_WRITTEN PROBLEM_. Convert the lines from the first one through the line containing "[[[277,208],[272,208],[272,222],[277,222]]]", both included, into a JSON list of strings with one string per line, leaving out blank lines.

(Items for segmentation labeling)
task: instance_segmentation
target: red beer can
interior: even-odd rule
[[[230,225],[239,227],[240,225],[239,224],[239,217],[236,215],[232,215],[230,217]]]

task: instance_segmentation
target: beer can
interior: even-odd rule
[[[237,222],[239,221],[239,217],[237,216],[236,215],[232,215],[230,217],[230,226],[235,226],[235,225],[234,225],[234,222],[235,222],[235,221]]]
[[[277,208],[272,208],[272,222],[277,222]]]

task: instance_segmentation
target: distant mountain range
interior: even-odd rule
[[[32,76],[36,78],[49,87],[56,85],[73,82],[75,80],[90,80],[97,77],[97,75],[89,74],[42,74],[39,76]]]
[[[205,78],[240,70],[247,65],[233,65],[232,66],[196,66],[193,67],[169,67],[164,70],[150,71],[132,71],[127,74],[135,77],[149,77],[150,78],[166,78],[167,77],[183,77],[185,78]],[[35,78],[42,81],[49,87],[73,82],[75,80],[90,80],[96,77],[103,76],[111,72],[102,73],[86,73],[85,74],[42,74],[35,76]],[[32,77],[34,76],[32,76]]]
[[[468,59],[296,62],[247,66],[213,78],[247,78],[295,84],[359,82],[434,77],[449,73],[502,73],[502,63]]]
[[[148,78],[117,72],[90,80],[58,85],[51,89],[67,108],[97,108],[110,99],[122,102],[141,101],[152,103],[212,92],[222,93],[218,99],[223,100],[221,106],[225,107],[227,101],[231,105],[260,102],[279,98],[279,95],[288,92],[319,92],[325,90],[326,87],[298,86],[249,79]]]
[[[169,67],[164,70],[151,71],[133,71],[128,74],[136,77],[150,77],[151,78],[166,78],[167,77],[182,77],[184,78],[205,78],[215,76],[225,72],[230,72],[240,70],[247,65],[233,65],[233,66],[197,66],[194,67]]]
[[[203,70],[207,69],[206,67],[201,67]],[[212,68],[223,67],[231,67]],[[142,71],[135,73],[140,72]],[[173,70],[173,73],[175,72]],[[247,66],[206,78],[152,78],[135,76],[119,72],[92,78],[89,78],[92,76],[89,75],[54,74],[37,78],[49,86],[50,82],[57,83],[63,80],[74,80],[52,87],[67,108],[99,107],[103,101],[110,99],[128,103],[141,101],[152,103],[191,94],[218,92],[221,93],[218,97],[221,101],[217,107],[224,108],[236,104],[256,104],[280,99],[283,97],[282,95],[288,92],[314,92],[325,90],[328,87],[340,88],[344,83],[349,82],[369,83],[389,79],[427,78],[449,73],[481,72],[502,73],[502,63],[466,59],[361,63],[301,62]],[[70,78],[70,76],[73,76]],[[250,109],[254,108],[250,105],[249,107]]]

_SOLVED PROBLEM_.
[
  "task: instance_segmentation",
  "target: red beer can",
  "interior: even-odd rule",
  "[[[230,225],[239,227],[240,225],[239,224],[239,217],[236,215],[232,215],[230,217]]]",
  "task: instance_segmentation",
  "target: beer can",
  "interior: even-odd rule",
  "[[[237,222],[239,221],[239,217],[237,216],[236,215],[232,215],[230,217],[230,226],[235,226],[235,225],[234,225],[234,222],[235,222],[235,221]]]",
  "[[[277,208],[272,208],[272,222],[277,222]]]"
]